What you are asked to do
Give again, word for word, every line below from the one that has "box: [18, 204, 155, 568]" through the one that has "rough mask: <svg", both included, and no others.

Collected data entries

┏━━

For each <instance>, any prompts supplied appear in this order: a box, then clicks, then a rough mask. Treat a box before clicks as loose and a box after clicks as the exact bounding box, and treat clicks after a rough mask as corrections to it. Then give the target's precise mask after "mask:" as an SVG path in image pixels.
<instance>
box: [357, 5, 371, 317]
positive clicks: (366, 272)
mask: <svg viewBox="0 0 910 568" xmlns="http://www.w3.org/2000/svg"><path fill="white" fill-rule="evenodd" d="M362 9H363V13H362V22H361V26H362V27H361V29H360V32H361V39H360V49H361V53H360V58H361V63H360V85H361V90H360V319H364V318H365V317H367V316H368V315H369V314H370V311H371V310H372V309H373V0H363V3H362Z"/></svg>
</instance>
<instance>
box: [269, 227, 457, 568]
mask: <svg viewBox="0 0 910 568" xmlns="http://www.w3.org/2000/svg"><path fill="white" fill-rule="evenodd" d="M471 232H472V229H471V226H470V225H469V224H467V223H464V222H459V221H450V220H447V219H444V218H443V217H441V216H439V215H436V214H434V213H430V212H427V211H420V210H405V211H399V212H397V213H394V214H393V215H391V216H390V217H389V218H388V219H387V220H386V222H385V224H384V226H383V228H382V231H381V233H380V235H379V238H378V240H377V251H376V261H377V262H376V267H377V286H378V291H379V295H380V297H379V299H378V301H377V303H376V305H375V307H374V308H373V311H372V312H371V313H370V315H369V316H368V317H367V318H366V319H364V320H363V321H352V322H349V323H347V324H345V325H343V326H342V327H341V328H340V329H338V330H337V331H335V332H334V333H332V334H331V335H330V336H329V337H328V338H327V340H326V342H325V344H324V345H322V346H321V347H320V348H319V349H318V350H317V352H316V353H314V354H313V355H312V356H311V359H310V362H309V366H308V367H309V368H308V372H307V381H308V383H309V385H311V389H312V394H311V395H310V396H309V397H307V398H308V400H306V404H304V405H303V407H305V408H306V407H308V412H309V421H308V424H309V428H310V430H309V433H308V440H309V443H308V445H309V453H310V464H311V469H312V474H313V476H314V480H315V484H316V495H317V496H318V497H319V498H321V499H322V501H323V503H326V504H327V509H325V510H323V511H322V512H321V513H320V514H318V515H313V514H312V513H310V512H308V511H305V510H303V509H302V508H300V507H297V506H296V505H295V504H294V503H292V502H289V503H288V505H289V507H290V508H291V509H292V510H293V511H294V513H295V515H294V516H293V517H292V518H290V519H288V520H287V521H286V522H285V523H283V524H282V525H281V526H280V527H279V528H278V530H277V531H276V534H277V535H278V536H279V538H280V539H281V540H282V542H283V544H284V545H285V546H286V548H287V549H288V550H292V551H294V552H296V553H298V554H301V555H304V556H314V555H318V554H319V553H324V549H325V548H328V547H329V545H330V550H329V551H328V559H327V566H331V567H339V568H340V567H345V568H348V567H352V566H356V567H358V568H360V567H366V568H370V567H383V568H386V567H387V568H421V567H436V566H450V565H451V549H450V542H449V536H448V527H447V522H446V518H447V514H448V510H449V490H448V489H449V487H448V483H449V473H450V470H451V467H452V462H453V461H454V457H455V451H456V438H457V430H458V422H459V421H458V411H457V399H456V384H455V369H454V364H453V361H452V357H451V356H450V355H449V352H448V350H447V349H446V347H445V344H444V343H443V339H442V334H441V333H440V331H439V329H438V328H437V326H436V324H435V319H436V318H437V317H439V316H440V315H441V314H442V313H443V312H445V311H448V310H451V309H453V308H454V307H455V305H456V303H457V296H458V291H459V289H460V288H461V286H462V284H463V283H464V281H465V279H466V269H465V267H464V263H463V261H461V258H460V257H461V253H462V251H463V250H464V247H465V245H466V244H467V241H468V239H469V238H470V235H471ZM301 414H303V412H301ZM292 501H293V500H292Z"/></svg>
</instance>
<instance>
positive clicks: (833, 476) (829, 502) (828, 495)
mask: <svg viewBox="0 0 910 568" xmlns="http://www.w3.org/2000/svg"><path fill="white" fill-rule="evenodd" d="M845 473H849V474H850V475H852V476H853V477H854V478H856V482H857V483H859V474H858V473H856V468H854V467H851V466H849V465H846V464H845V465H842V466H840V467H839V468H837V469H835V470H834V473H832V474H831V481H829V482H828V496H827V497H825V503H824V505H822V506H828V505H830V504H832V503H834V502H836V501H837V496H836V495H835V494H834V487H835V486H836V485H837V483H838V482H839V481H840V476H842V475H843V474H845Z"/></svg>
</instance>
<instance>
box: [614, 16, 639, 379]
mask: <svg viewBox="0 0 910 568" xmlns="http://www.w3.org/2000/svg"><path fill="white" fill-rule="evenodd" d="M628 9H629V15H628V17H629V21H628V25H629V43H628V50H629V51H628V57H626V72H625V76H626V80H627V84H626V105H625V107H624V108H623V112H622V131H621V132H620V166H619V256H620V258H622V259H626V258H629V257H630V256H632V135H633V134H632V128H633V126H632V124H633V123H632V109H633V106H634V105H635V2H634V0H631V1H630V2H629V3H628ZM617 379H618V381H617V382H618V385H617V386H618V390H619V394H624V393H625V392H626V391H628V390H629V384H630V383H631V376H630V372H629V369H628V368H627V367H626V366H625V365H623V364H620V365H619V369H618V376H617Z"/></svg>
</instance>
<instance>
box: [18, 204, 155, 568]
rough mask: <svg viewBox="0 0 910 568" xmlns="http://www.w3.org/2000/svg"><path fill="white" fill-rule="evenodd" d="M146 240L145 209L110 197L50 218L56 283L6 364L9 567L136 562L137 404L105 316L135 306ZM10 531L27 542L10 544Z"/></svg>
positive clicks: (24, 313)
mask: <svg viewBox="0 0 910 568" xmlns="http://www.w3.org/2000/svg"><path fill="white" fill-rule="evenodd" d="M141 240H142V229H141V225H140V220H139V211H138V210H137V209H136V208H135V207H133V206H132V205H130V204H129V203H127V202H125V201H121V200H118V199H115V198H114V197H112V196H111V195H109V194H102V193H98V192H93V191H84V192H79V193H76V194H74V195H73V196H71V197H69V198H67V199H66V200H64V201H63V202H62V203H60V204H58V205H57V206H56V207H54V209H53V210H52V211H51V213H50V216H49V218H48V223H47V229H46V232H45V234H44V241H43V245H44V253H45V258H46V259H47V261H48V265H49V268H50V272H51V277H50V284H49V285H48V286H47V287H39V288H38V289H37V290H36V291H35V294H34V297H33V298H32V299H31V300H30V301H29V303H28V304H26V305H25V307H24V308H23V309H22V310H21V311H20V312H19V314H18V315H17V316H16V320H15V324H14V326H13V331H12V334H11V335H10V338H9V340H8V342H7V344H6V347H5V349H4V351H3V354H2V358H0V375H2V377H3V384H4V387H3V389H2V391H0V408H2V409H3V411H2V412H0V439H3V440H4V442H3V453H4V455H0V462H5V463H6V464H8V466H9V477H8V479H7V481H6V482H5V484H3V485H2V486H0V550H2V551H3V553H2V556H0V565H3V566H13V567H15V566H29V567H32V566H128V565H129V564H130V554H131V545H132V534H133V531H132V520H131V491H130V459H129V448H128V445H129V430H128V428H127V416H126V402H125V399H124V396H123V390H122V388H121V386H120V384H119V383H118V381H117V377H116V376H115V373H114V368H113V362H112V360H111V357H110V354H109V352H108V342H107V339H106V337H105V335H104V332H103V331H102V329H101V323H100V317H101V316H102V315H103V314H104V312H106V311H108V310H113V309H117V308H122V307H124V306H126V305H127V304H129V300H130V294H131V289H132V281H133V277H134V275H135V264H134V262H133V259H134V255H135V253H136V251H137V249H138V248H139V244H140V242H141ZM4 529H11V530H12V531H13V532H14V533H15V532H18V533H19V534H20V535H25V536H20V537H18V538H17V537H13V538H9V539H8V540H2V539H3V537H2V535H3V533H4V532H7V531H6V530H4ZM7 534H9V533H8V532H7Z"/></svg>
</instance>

┗━━

Result of the exercise
box: [18, 204, 155, 568]
rough mask: <svg viewBox="0 0 910 568" xmlns="http://www.w3.org/2000/svg"><path fill="white" fill-rule="evenodd" d="M146 240L145 209L110 197L50 218L56 283L6 364L9 567L136 562L137 404L105 316L135 306ZM10 531L27 542L10 544Z"/></svg>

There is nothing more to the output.